Task brief: In the data below, find every line that has the string "window", and copy it.

Material for this exercise:
________________________

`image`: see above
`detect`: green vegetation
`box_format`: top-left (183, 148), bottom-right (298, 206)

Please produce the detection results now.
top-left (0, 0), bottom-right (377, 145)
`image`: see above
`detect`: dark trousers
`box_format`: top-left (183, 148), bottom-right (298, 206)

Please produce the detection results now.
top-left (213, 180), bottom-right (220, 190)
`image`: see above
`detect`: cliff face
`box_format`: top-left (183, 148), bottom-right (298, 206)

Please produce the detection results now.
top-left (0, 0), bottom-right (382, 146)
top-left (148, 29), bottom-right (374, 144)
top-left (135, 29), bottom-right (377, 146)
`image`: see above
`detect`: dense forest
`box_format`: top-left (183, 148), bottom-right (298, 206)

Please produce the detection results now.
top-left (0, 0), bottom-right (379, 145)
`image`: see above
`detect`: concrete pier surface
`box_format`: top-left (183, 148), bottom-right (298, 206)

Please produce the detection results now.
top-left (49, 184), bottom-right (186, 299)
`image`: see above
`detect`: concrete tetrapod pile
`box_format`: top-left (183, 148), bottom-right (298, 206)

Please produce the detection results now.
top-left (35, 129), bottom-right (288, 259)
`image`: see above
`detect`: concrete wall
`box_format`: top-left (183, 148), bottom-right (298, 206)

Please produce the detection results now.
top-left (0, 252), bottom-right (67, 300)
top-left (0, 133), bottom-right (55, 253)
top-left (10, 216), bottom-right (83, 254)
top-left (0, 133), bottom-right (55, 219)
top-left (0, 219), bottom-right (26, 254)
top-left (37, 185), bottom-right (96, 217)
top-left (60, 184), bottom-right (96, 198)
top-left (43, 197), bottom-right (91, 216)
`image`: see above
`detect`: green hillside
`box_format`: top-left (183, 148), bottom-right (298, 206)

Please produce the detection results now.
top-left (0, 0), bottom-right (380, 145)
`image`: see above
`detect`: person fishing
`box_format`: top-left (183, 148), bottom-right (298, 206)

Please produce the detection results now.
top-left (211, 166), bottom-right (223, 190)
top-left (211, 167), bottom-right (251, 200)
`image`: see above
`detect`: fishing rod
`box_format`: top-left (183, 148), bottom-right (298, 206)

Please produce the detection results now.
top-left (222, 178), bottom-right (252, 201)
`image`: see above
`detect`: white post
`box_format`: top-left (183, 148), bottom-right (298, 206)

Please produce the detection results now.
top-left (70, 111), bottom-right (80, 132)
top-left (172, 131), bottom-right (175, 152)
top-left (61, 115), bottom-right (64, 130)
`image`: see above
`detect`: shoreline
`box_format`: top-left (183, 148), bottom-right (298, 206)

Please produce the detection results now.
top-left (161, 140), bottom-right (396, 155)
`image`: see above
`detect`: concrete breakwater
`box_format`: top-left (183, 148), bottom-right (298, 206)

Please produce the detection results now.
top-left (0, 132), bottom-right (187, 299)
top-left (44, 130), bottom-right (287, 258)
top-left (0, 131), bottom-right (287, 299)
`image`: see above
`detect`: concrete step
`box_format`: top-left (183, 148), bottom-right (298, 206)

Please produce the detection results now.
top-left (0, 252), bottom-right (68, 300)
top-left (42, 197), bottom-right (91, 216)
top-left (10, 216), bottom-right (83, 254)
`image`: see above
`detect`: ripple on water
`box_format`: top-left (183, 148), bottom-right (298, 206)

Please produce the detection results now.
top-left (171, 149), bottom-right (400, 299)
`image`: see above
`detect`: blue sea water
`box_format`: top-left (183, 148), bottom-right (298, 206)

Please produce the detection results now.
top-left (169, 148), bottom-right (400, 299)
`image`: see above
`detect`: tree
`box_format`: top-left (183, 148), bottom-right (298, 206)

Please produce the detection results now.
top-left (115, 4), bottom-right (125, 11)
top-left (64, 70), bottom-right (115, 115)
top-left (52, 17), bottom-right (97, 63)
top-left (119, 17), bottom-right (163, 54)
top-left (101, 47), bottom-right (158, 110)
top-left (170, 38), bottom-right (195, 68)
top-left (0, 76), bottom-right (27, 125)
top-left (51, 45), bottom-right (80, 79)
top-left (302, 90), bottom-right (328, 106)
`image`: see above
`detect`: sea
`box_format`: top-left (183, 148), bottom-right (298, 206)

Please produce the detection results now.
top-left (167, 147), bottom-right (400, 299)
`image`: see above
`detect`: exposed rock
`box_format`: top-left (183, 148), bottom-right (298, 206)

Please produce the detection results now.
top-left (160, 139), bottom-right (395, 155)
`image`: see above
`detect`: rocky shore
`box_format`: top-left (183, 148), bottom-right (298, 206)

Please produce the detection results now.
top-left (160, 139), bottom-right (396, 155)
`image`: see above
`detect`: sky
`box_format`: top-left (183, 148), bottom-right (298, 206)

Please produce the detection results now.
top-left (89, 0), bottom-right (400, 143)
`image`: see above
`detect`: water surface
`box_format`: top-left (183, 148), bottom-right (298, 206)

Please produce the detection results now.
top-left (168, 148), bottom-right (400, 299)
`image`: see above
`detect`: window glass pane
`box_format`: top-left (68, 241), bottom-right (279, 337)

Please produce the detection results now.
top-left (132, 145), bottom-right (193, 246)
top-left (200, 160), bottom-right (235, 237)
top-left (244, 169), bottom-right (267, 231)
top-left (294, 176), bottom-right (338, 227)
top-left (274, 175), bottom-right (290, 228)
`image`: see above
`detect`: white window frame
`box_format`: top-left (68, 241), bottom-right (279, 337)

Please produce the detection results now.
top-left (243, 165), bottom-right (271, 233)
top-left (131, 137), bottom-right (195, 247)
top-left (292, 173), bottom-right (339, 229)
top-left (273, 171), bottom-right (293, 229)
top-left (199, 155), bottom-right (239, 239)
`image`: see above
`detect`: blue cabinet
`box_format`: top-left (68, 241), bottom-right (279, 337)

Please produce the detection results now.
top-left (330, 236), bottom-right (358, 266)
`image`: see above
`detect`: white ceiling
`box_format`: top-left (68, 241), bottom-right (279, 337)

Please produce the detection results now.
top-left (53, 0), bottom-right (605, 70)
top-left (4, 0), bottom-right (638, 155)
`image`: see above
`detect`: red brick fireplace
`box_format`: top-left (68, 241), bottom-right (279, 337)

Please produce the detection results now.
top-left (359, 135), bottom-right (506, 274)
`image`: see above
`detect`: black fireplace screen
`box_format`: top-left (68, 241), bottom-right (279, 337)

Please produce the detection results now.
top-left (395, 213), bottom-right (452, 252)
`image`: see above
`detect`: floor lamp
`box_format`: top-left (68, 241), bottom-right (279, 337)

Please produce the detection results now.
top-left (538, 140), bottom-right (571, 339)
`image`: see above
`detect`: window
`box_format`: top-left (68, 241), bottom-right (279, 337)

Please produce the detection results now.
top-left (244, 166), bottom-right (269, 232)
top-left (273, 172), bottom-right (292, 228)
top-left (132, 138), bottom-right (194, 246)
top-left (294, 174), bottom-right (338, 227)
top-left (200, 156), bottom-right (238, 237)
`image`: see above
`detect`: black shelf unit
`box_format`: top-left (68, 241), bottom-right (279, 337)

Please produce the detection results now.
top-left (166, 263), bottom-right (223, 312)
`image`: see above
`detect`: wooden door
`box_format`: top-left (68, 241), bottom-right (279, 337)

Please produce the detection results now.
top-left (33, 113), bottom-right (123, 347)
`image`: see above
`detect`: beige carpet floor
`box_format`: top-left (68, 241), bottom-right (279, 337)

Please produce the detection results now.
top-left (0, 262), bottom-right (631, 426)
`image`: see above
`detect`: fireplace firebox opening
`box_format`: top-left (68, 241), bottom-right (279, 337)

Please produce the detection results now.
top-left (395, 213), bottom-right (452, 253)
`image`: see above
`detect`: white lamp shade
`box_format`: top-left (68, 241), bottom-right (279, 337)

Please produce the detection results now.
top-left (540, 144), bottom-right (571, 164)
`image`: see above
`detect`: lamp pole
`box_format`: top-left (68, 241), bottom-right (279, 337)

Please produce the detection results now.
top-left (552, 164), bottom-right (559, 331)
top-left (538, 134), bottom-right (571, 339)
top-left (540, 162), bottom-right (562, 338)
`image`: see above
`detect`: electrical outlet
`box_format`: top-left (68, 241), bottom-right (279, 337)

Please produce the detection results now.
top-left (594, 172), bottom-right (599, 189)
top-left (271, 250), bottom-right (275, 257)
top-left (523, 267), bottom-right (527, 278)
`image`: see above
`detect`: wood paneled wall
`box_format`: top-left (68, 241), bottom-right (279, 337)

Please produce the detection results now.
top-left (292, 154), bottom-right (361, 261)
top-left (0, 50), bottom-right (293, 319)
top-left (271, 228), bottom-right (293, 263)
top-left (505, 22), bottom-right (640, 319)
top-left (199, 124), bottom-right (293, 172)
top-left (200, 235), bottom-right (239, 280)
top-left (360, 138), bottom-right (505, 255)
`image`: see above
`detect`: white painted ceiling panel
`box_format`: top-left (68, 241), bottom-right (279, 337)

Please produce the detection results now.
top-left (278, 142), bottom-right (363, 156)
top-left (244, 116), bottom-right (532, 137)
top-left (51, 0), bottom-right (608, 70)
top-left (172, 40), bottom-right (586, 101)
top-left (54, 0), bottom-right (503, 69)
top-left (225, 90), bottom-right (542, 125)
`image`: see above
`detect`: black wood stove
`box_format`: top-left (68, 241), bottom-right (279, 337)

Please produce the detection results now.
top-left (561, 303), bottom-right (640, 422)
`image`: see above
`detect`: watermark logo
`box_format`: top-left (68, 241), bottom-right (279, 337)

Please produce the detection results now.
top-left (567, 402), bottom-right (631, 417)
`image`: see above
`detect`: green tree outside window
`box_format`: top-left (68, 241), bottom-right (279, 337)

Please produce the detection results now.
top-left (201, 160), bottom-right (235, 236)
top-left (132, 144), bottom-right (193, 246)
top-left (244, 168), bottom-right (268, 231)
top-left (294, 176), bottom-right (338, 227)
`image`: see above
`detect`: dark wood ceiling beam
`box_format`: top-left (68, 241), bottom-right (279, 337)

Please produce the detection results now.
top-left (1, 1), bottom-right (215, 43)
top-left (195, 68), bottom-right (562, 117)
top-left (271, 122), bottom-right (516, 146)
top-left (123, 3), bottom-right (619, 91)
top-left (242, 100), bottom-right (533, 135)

________________________

Response to this exercise:
`detect`: window glass pane
`detect`: white window frame
`detect`: window
`detect`: green tree outside window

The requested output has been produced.